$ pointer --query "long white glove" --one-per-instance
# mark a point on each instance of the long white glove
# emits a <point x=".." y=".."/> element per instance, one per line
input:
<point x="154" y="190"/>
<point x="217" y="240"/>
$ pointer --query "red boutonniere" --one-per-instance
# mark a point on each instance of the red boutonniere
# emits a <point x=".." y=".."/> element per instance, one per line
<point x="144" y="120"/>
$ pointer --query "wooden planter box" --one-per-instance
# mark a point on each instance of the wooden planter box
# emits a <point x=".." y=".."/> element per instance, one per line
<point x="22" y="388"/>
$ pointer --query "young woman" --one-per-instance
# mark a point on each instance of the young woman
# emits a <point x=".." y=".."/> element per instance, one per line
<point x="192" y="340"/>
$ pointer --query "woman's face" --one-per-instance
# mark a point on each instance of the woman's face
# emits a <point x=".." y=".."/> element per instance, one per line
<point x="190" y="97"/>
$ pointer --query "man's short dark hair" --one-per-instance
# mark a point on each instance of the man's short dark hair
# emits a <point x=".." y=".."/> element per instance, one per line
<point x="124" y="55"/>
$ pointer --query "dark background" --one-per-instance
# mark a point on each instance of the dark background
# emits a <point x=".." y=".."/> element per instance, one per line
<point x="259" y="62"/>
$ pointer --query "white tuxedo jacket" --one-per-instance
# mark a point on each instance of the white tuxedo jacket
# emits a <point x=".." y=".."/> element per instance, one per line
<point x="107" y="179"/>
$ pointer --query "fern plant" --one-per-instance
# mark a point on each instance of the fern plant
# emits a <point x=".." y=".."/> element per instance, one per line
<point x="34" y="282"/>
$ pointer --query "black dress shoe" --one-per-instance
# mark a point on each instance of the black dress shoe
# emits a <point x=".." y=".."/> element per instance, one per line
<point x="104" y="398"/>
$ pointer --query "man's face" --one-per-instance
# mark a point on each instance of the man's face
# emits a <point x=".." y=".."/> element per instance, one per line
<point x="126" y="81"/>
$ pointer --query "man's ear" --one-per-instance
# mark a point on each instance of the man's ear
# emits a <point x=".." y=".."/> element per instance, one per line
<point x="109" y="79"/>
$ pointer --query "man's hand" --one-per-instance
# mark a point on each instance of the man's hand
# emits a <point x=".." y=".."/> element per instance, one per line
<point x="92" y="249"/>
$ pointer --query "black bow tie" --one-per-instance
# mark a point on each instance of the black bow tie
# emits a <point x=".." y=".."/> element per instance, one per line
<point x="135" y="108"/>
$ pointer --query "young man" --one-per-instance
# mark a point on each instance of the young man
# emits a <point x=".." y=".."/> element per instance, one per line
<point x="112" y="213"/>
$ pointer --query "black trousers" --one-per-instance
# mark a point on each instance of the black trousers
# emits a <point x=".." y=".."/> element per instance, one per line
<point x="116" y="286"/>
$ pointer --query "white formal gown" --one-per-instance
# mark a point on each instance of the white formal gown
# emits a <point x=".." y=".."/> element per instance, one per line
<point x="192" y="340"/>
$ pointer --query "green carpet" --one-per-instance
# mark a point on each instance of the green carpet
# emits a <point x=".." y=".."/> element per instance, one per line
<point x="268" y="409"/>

REQUIRED TASK – Reproduce the records above exactly as they appear.

ANSWER BELOW –
$ pointer --query "long white glove" --one-per-instance
# mark a point on each instance of the long white glove
# emits a <point x=".." y=".."/> element per instance, one per line
input:
<point x="154" y="190"/>
<point x="217" y="240"/>
$ pointer --query "red boutonniere" --one-per-instance
# mark a point on each instance of the red boutonniere
# emits a <point x=".." y=".."/> element per instance, one per line
<point x="144" y="120"/>
$ pointer --query "wooden planter box" --one-per-instance
# mark a point on each instance of the wooden planter box
# emits a <point x=".." y=".."/> element per instance, one per line
<point x="22" y="388"/>
$ pointer --query "young woman" --one-per-instance
# mark a point on each instance of the young woman
# emits a <point x=".." y=".."/> element per instance, one per line
<point x="192" y="340"/>
$ pointer --query "woman's face" --one-per-instance
# mark a point on each instance of the woman's face
# emits a <point x=".." y=".."/> element per instance, one per line
<point x="190" y="97"/>
$ pointer --query "man's short dark hair" --one-per-instance
# mark a point on each instance of the man's short dark hair
# emits a <point x=".." y=".."/> element per instance, one per line
<point x="124" y="55"/>
$ pointer --query "dark background" --one-per-instance
# mark a point on each instance of the dark background
# emits a <point x=".." y=".."/> element per instance, one per line
<point x="259" y="62"/>
$ pointer --query "white tuxedo jacket" --one-per-instance
# mark a point on each instance of the white tuxedo jacket
# emits a <point x=".." y=".."/> element per instance, one per line
<point x="107" y="179"/>
$ pointer --query "fern plant" --one-per-instance
# mark a point on each instance of the fern plant
# emits a <point x=".." y=".."/> element per instance, one per line
<point x="34" y="282"/>
$ pointer --query "black dress shoe" --one-per-instance
# mark a point on each instance of the black dress shoe
# emits a <point x=".." y=".."/> element per instance, one per line
<point x="104" y="398"/>
$ pointer --query "man's face" --one-per-instance
# mark a point on each instance of the man's face
# emits a <point x=".." y=".."/> element per instance, one per line
<point x="126" y="81"/>
$ pointer --query "man's ear" --one-per-instance
# mark a point on each instance of the man's ear
# emits a <point x=".." y=".."/> element per instance, one per line
<point x="109" y="79"/>
$ pointer --query "man's hand" --one-per-instance
# mark a point on each instance of the man's hand
# emits a <point x=".." y=".."/> element per instance, one per line
<point x="92" y="249"/>
$ pointer --query "black bow tie" --one-per-instance
# mark a point on each instance of the black bow tie
# emits a <point x=".." y=".."/> element per instance, one per line
<point x="135" y="108"/>
$ pointer --query "young man" --one-per-instance
# mark a point on each instance of the young man
# emits a <point x=".." y=".."/> element per instance, one per line
<point x="112" y="213"/>
$ pointer --query "black trousers" --one-per-instance
# mark a point on each instance of the black trousers
# emits a <point x=".." y=".."/> element per instance, one per line
<point x="116" y="286"/>
$ pointer --query "white formal gown" --one-per-instance
# mark a point on each instance of the white formal gown
# emits a <point x=".." y=".."/> element per instance, one per line
<point x="192" y="340"/>
$ pointer --query "green carpet" --one-per-instance
# mark a point on each instance of the green carpet
# emits a <point x=".." y=".."/> element per instance, one per line
<point x="268" y="409"/>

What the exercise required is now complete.